* **Task directions**: Return every line of the entries below that contains the word "appreciated".

* **Records shown**:

⟨

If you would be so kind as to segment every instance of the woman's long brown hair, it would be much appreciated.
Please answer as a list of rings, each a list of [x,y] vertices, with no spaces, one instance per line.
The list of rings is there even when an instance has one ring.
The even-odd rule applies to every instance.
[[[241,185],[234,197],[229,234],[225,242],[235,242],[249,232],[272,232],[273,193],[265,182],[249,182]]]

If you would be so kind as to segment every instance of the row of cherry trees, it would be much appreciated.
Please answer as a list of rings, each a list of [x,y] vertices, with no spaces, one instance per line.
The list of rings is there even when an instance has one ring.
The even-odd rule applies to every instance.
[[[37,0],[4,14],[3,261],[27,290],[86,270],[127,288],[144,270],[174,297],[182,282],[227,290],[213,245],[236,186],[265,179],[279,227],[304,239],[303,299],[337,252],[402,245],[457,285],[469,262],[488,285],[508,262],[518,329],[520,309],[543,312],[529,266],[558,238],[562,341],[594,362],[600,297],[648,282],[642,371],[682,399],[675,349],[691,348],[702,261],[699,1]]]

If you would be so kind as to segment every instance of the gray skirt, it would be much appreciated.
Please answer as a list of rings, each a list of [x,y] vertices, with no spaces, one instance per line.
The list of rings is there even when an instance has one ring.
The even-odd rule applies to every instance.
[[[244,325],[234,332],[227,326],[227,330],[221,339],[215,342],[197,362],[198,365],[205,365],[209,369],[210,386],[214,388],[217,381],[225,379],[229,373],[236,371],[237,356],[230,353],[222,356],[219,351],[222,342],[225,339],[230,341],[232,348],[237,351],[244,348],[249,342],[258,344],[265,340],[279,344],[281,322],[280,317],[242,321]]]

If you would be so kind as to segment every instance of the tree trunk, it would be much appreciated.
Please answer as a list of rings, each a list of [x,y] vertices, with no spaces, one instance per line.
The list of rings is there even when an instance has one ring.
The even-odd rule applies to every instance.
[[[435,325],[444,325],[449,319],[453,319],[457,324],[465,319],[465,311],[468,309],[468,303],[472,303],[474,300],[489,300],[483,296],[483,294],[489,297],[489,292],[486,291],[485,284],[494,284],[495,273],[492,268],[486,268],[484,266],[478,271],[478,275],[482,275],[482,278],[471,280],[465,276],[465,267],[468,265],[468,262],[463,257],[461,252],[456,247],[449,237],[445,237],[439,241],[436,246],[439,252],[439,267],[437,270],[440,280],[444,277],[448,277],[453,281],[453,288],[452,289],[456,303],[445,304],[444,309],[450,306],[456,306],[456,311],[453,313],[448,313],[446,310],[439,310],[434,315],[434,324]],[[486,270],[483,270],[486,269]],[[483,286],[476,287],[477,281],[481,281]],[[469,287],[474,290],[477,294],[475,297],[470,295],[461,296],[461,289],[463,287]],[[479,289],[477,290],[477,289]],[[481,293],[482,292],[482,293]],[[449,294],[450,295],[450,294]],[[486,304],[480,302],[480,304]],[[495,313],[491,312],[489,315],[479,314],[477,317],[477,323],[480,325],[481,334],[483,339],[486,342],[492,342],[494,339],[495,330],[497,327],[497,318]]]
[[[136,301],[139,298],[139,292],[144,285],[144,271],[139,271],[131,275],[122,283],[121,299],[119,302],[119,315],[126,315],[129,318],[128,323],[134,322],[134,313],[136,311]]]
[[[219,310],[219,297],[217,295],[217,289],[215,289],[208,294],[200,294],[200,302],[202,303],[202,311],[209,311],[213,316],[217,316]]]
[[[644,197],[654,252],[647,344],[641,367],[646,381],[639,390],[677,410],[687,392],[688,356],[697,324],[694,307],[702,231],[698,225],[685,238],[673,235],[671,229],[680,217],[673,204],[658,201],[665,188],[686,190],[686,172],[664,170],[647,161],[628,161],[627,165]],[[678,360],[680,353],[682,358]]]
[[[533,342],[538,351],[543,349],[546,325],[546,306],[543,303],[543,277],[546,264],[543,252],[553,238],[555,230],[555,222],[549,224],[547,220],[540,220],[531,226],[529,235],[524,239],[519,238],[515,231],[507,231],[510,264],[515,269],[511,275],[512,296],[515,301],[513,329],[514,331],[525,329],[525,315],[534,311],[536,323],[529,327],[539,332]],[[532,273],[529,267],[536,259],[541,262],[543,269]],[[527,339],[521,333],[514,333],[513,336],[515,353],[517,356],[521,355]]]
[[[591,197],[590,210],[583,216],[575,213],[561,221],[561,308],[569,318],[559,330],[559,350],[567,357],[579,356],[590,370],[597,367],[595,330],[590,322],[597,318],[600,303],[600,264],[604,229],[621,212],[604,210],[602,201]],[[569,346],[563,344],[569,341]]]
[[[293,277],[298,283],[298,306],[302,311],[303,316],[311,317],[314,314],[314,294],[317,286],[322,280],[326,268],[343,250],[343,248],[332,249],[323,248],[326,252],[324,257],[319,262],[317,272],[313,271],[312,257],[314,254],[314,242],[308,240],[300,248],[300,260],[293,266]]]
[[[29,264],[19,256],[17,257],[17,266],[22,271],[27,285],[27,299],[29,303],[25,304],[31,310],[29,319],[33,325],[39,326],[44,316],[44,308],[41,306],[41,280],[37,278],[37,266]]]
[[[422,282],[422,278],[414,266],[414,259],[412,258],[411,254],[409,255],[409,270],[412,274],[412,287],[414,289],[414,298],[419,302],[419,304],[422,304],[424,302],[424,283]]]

⟩

* **Response**:
If you would be so kind as to segment every instance of the woman's long brown hair, it would be much appreciated.
If you would be so kind as to segment every instance of the row of cherry trees, it would be much appreciated.
If you would be so kind as to segment every instance of the gray skirt, it would be much appreciated.
If you would be so kind as to segment every instance of the tree trunk, it would be much appreciated.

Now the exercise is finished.